__Your task__
The entries should be given again so that each one matches the original exactly.

-*-

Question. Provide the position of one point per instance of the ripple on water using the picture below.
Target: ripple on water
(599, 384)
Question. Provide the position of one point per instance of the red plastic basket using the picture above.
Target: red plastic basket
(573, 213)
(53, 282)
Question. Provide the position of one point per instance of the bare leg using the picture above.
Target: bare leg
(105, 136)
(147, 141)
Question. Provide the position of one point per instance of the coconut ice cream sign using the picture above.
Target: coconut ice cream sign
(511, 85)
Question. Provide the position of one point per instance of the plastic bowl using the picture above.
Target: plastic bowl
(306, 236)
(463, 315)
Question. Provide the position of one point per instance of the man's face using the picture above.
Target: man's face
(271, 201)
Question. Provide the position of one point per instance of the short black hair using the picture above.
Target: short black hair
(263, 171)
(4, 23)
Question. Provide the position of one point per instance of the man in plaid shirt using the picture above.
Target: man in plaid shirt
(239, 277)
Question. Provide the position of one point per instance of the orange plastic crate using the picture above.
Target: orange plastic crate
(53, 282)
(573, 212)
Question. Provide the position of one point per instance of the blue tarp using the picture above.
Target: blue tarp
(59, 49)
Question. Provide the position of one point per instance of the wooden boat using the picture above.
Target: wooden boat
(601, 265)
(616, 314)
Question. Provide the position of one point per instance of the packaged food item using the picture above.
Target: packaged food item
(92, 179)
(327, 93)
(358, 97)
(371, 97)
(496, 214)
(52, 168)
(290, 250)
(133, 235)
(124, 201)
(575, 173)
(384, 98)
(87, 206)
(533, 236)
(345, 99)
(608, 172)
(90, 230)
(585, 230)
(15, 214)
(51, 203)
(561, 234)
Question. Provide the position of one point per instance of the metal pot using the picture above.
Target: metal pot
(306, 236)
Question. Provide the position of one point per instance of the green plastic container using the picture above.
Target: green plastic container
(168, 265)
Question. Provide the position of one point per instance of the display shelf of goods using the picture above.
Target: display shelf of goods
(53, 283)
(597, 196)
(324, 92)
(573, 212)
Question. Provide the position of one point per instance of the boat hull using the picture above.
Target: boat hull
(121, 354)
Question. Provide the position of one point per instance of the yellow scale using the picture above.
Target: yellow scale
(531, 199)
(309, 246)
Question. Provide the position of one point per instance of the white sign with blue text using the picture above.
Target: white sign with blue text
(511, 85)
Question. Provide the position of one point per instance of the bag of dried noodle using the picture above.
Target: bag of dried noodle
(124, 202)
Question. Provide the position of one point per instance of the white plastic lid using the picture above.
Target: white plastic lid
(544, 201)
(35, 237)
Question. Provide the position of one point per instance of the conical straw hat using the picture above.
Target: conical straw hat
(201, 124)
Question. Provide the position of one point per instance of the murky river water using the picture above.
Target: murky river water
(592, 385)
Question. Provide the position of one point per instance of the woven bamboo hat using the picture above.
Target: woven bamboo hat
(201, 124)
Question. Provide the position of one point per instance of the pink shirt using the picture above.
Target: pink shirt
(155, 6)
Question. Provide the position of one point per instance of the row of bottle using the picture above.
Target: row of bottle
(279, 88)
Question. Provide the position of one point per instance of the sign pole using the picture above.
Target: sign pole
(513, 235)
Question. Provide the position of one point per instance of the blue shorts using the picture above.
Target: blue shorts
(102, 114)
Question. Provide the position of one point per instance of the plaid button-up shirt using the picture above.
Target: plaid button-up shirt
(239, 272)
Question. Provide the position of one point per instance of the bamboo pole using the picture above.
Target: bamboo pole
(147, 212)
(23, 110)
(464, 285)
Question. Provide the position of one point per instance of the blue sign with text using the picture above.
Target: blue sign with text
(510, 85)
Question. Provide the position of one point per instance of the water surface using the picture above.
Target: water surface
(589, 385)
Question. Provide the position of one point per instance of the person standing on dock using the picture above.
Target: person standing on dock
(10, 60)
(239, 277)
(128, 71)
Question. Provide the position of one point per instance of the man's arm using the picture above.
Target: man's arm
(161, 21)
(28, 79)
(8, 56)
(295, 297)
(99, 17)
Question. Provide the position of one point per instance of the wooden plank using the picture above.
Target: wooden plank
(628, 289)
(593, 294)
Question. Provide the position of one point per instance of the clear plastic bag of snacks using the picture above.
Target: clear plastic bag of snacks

-*-

__Reply to the task__
Question. Provide the position of one point per instance of the ripple on water using the picture below.
Target: ripple on water
(599, 384)
Question. Provide the position of one point per instance of the red plastic basket using the picture above.
Target: red plastic basket
(573, 213)
(53, 282)
Question. Provide the position of one point per instance of the bare leg using the picture above.
Target: bare leg
(105, 136)
(147, 141)
Question. Provide the position of one point per instance of the coconut ice cream sign using the picture above.
Target: coconut ice cream sign
(511, 85)
Question. Provide the position of one point per instance of the plastic bowl using the picture above.
Target: plastic bowl
(306, 236)
(463, 315)
Question. Provide the position of one point per instance of the man's face using the picture above.
Target: man's face
(271, 201)
Question. Provide the position of one point per instance of the short black hair using the picture above.
Target: short black hair
(263, 171)
(4, 23)
Question. Provide the position of one point per instance of the man in plaid shirt using the picture above.
Target: man in plaid shirt
(239, 277)
Question. Provide the position of one point per instance of the orange plastic crate using the picture above.
Target: orange plastic crate
(53, 282)
(573, 212)
Question. Provide the position of one point per instance of the blue tarp using the picture above.
Target: blue tarp
(59, 49)
Question. Provide the position of one point per instance of the wooden boat using the picture above.
Target: wooden boat
(601, 265)
(616, 314)
Question. Provide the position of one point per instance of the packaged food item using the picture above.
Target: packaged food item
(92, 179)
(327, 93)
(358, 97)
(371, 97)
(496, 214)
(52, 168)
(290, 250)
(133, 235)
(124, 201)
(575, 173)
(384, 98)
(87, 206)
(533, 236)
(345, 99)
(608, 172)
(90, 230)
(585, 230)
(15, 214)
(51, 203)
(561, 234)
Question. Provide the position of one point per instance of the metal pot using the picture above.
Target: metal pot
(306, 236)
Question. Provide the position of one point per instance of the green plastic container using the picture above.
Target: green plastic container
(168, 265)
Question. Provide the position of one point per instance of the display shelf of goods using the picture above.
Target: display shelf of goods
(53, 283)
(597, 196)
(324, 92)
(573, 212)
Question. Provide the position of one point per instance of the boat hull using the picture above.
Target: boat hull
(121, 354)
Question. Provide the position of one point per instance of the yellow scale using the picture above.
Target: yellow scale
(531, 199)
(309, 246)
Question. Provide the position of one point per instance of the white sign with blue text using the picture above.
Target: white sign with blue text
(511, 85)
Question. Provide the position of one point per instance of the bag of dried noodle using the picture above.
Target: bag of dried noodle
(124, 202)
Question. Provide the position of one point per instance of the white plastic lid using the picture above.
Target: white plastic lid
(544, 201)
(35, 237)
Question. Provide the position of one point per instance of the conical straw hat using the picture above.
Target: conical straw hat
(201, 124)
Question. Provide the position of one point per instance of the murky river water using the picture above.
Target: murky river water
(592, 385)
Question. Provide the position of one point per instance of the woven bamboo hat using the picture above.
Target: woven bamboo hat
(201, 124)
Question. Provide the position of one point per instance of the pink shirt using the picture above.
Target: pink shirt
(155, 6)
Question. Provide the position of one point per instance of the row of bottle using the picture above.
Target: row of bottle
(279, 88)
Question. Provide the position of one point per instance of the sign pole using the picture above.
Target: sign pole
(513, 235)
Question. Provide the position of one point per instance of the blue shorts using the picture above.
Target: blue shorts
(102, 114)
Question. Provide the position of one point per instance of the plaid button-up shirt using the picture above.
Target: plaid button-up shirt
(239, 272)
Question. Provide the position of one point per instance of the bamboo pole using the picture above.
Target: bamboo pole
(147, 212)
(23, 110)
(464, 285)
Question. Provide the position of one point per instance of the blue sign with text using the picture above.
Target: blue sign with text
(510, 85)
Question. Provide the position of one point per instance of the water surface using the picture above.
Target: water surface
(589, 385)
Question. Provide the position of one point per instance of the person standing on dock using the picture above.
Target: person standing on dock
(10, 60)
(239, 277)
(128, 71)
Question. Provide the position of one point per instance of the man's arm using the picture above.
Target: man's arm
(161, 21)
(28, 79)
(8, 56)
(295, 297)
(99, 17)
Question. Provide the position of one point per instance of the wooden plank using the picture above.
Target: wooden plank
(628, 289)
(593, 294)
Question. Provide the position of one point per instance of the clear plastic bag of snacks using the picture above.
Target: clear plastic bag of snacks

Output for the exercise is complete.